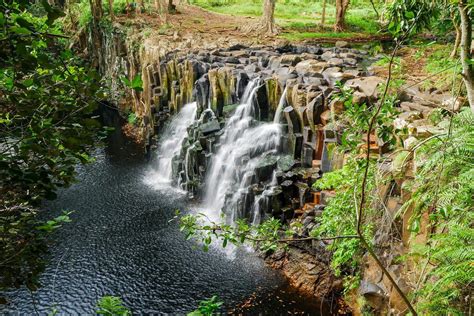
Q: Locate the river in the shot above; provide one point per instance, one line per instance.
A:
(120, 242)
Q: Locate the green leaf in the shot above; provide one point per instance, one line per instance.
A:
(409, 15)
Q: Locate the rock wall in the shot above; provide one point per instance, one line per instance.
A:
(299, 81)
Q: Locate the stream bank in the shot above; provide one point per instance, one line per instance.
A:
(294, 81)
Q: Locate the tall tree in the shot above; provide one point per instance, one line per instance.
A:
(466, 52)
(266, 25)
(268, 17)
(111, 9)
(341, 9)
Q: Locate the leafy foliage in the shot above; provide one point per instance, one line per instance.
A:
(356, 117)
(47, 127)
(265, 236)
(408, 17)
(112, 306)
(339, 217)
(444, 187)
(207, 307)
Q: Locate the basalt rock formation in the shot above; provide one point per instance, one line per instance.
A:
(253, 129)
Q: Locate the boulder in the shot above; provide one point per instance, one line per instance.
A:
(292, 118)
(310, 67)
(366, 85)
(265, 167)
(342, 44)
(328, 55)
(290, 60)
(335, 61)
(262, 103)
(314, 110)
(210, 127)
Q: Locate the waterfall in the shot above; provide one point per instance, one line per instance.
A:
(281, 106)
(244, 144)
(172, 139)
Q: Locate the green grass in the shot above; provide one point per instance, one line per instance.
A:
(301, 19)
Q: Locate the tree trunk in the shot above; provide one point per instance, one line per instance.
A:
(457, 41)
(323, 14)
(268, 17)
(341, 9)
(466, 53)
(111, 9)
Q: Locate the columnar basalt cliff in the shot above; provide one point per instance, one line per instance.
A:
(255, 131)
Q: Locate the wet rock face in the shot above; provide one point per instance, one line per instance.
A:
(295, 81)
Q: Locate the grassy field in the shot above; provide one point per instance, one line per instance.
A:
(301, 19)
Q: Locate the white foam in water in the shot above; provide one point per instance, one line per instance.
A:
(170, 146)
(241, 148)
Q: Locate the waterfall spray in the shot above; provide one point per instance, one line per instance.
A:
(173, 137)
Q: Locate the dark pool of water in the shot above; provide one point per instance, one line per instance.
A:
(121, 243)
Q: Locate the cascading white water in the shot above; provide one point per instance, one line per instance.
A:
(172, 139)
(261, 201)
(281, 106)
(243, 144)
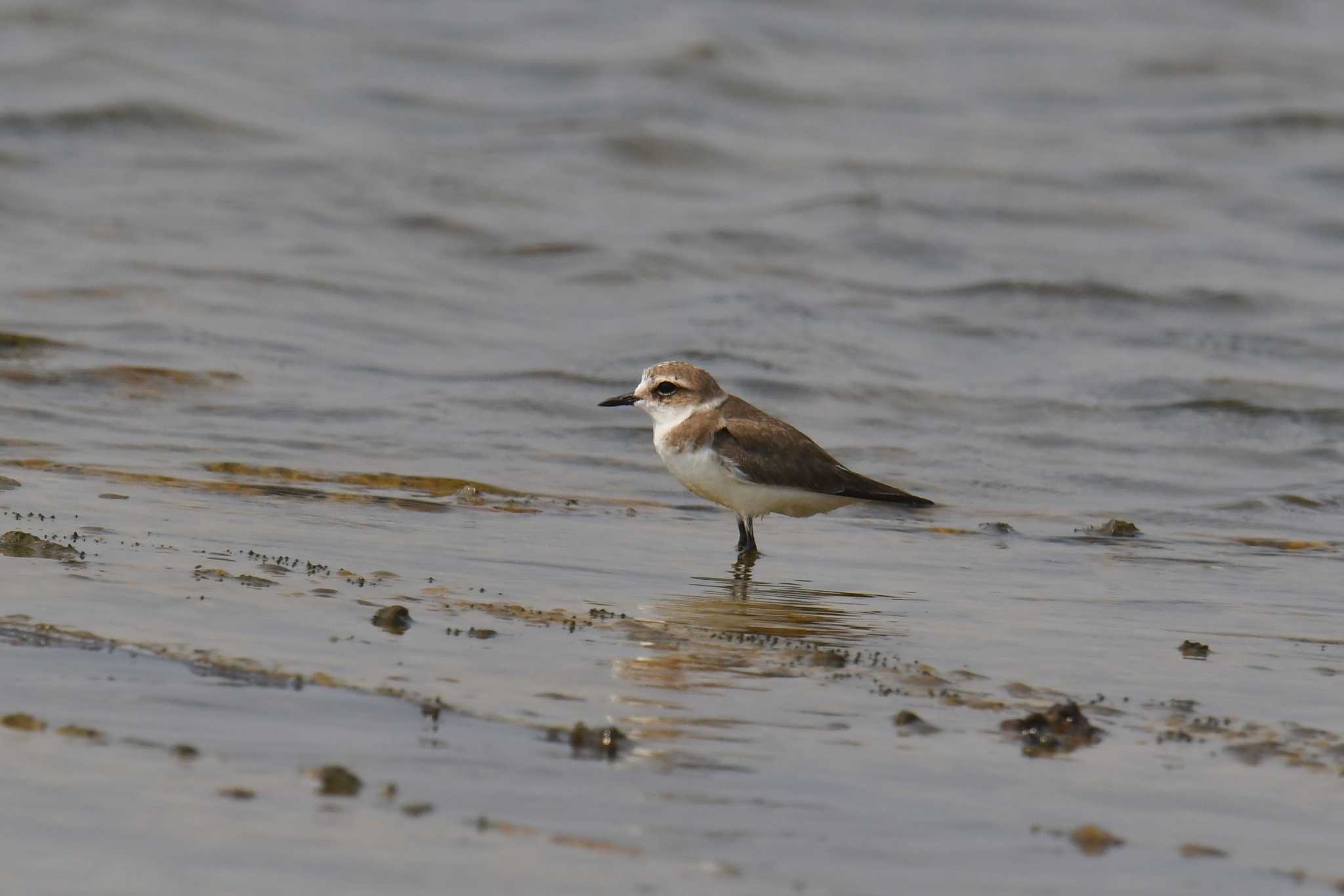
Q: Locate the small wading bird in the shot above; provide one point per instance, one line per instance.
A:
(738, 456)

════════════════

**DIRECTIONS FOR THIS TASK:** Scale the listing, beginning at the line that contains "Q: Locate the green grass" and continuing through its final line, both ends included. Reproduce every line, requests included, but multiply each point coordinate in the answers by 1.55 and round to the nearest whole number with halves rounded up, and omit the pictures.

**WORKED ANSWER:**
Q: Locate the green grass in the shot above; provide one point per instance, one line per instance.
A:
(467, 29)
Q: Locate the tree trunk in the shot above; provide one point per instance, one line per instance.
A:
(708, 64)
(501, 22)
(415, 26)
(529, 14)
(722, 82)
(172, 14)
Q: Locate the columnar basalt cliff in the shot above; provide one point per instance, one line per instance.
A:
(395, 203)
Q: Locate the wet rock face in the shot above; provide one point per instance, one line per instance.
A:
(457, 126)
Q: Locate the grassy field in the shot above; provide one point per instance, one line per instance.
A:
(467, 29)
Q: Locate the white foam in water in the shot above; provide one point per instance, one line per instance.
A:
(264, 226)
(374, 229)
Q: Locate the waterfall spray in the shot above; provide one point per instance, one line per instance.
A:
(268, 212)
Q: Locate the dark pool of water in the shot above; provide one point per instance, one line per instance.
A:
(188, 377)
Q: Locate the cascading white water in the shot above; provide one point per instance, one line per instance.
A:
(267, 215)
(405, 312)
(436, 164)
(377, 223)
Q: Locate the small wading bird in the shot above; provide one point per instance, one line per instance.
A:
(1144, 707)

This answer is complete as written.